> Your assignment
Give back the full set of entries that follows, exactly as written.

= = = = = = =

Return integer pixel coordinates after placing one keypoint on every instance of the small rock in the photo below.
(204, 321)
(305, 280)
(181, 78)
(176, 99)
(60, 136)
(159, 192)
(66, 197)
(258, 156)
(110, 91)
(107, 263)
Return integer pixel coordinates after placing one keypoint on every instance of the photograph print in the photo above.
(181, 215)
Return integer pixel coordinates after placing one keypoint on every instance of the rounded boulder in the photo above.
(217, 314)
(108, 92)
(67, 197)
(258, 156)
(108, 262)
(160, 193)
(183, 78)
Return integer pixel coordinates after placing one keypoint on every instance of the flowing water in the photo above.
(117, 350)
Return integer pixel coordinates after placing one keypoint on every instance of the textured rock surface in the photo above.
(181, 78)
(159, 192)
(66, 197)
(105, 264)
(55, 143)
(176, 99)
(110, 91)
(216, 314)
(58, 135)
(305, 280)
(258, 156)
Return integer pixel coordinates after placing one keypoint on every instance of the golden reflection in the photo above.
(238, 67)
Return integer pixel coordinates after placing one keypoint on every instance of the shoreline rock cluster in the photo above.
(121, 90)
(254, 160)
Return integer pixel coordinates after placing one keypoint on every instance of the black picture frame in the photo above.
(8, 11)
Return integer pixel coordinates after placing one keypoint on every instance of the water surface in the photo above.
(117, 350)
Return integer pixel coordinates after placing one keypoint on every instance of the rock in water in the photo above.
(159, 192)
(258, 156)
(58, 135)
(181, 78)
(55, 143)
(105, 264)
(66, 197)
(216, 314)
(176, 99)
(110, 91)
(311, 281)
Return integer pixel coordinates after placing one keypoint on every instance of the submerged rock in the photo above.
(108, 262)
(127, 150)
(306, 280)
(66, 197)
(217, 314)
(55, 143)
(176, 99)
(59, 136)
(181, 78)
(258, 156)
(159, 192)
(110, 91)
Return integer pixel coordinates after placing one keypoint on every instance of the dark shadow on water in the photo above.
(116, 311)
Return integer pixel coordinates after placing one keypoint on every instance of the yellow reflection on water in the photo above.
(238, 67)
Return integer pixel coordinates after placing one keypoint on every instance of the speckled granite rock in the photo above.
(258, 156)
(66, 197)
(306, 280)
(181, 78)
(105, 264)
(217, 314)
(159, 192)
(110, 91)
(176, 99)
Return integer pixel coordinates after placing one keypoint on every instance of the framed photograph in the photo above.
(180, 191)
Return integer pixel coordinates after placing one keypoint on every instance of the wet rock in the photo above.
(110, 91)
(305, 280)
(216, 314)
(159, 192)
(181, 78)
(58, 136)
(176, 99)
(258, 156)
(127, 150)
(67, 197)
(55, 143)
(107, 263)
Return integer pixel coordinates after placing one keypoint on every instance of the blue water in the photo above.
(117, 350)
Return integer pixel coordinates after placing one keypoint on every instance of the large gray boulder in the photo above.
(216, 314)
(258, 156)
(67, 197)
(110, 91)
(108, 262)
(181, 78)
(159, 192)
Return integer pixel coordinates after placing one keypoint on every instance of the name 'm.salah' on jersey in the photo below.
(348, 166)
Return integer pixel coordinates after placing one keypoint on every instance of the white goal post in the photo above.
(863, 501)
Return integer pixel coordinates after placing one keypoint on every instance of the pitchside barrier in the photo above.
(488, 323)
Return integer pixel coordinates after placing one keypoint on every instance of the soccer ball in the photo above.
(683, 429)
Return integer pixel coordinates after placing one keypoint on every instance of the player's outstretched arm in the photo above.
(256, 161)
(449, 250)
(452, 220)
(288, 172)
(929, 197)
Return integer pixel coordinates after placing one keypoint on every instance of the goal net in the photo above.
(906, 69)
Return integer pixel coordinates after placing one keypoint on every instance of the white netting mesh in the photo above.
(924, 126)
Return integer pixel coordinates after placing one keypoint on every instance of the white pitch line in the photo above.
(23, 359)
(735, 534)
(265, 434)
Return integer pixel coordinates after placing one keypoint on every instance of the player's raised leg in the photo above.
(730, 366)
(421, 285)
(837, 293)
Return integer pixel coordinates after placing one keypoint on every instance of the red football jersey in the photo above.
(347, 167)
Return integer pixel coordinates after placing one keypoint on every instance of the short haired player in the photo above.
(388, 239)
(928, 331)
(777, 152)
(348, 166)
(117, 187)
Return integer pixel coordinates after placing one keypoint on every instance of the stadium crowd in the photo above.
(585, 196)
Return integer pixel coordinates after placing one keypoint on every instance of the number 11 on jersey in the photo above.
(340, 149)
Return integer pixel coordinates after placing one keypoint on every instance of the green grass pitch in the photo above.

= = = = = = =

> Answer section
Return integer pixel coordinates after placing one keypoint on every instance of the small rock in the photo below.
(204, 321)
(305, 280)
(181, 78)
(176, 99)
(60, 136)
(159, 192)
(66, 197)
(258, 156)
(110, 91)
(107, 263)
Return integer pixel coordinates after placing one keypoint on every instance of the photograph print in the photo above.
(181, 215)
Return integer pixel coordinates after placing one keypoint on every instance of the rounded boulder in the photo above.
(217, 314)
(108, 92)
(67, 197)
(258, 156)
(108, 262)
(160, 193)
(183, 78)
Return integer pixel coordinates after placing one keypoint on every instance of the flowing water in the photo above.
(117, 350)
Return integer pixel coordinates after placing one keypoint on every instance of the textured rock surface in the photo above.
(181, 78)
(159, 192)
(66, 197)
(105, 264)
(55, 143)
(176, 99)
(110, 91)
(216, 314)
(58, 135)
(305, 280)
(258, 156)
Return integer pixel coordinates after placing one keypoint on every instance of the golden reflection in the photo above.
(238, 67)
Return integer pixel coordinates after placing one keypoint on every instance of the shoreline rock cluster in the photo above.
(121, 90)
(254, 160)
Return integer pixel coordinates after placing one keypoint on every instance of the black picture frame in the photo above.
(8, 11)
Return integer pixel coordinates after placing one keypoint on every instance of the water surface in the photo above.
(117, 350)
Return integer pixel coordinates after placing one keypoint on every instance of the rock in water in the photo above.
(159, 192)
(258, 156)
(58, 135)
(181, 78)
(55, 143)
(105, 264)
(66, 197)
(216, 314)
(176, 99)
(110, 91)
(311, 281)
Return integer pixel coordinates after placing one keypoint on every instance of the submerged rock in the photo above.
(108, 262)
(127, 150)
(306, 280)
(66, 197)
(217, 314)
(55, 143)
(176, 99)
(59, 136)
(181, 78)
(258, 156)
(159, 192)
(110, 91)
Return integer pixel coordinates after placing one keypoint on every instance of the dark shadow on water in the photo above.
(116, 311)
Return integer pixel coordinates after placing one keypoint on every instance of the yellow reflection on water in the photo above.
(238, 67)
Return integer pixel coordinates after placing one keypoint on every instance of the speckled granite rock in the photo above.
(258, 156)
(66, 197)
(306, 280)
(181, 78)
(105, 264)
(217, 314)
(159, 192)
(110, 91)
(176, 99)
Return integer pixel coordinates after placing one keypoint on every instance of the framed photograph in the photo above.
(180, 191)
Return integer pixel coordinates after placing one keypoint on every instance of the wet rock in the photo above.
(110, 91)
(305, 280)
(216, 314)
(159, 192)
(181, 78)
(58, 136)
(176, 99)
(258, 156)
(127, 150)
(67, 197)
(55, 143)
(107, 263)
Return integer pixel coordinates after placing one keypoint on every instance of the blue water in the photo above.
(117, 350)
Return integer pixel coordinates after placing one keypoint on every instance of the large gray boulder in the photo above.
(216, 314)
(258, 156)
(67, 197)
(110, 91)
(108, 262)
(181, 78)
(159, 192)
Return integer pixel coordinates after placing one keypoint on every instance of the name 'm.salah' on jersey in the photo below.
(348, 166)
Return integer pixel coordinates after placing one keypoint on every instance of the white goal post in the photo above.
(863, 501)
Return integer pixel coordinates after placing one keypoint on every instance of the pitchside barrier in the photo above.
(488, 323)
Return integer pixel coordinates after placing one keypoint on every instance of the soccer ball in the photo above.
(683, 429)
Return integer pixel coordinates after placing one keypoint on every instance of the player's outstretched arm in the photo above.
(256, 161)
(449, 250)
(452, 220)
(288, 172)
(929, 197)
Return integer pixel coordinates after placing one keypoint on every instance of the goal net in the photo above.
(906, 69)
Return integer pixel coordinates after placing one keypoint on every instance of the white netting mesh in the photo above.
(924, 126)
Return integer pixel coordinates after placing one keypoint on every instance of the white pitch line in the photo above.
(23, 359)
(735, 534)
(265, 434)
Return integer pixel coordinates after placing one keypoint on every instance of the player's raised leg in the photo above.
(730, 366)
(421, 285)
(837, 293)
Return integer pixel coordinates after placing one keypoint on every instance of the red football jersey in the photo above.
(347, 167)
Return integer pixel coordinates after placing one keypoint on every instance of the short haired player in the photo above.
(388, 239)
(928, 331)
(777, 152)
(348, 166)
(117, 187)
Return integer pixel coordinates after placing one keypoint on every instance of the stadium crowd in the photo above.
(585, 196)
Return integer pixel coordinates after placing one keypoint on every instance of the number 11 on jersey in the photo above.
(340, 149)
Return integer pixel coordinates after placing one keypoint on every instance of the green grass pitch in the photo above.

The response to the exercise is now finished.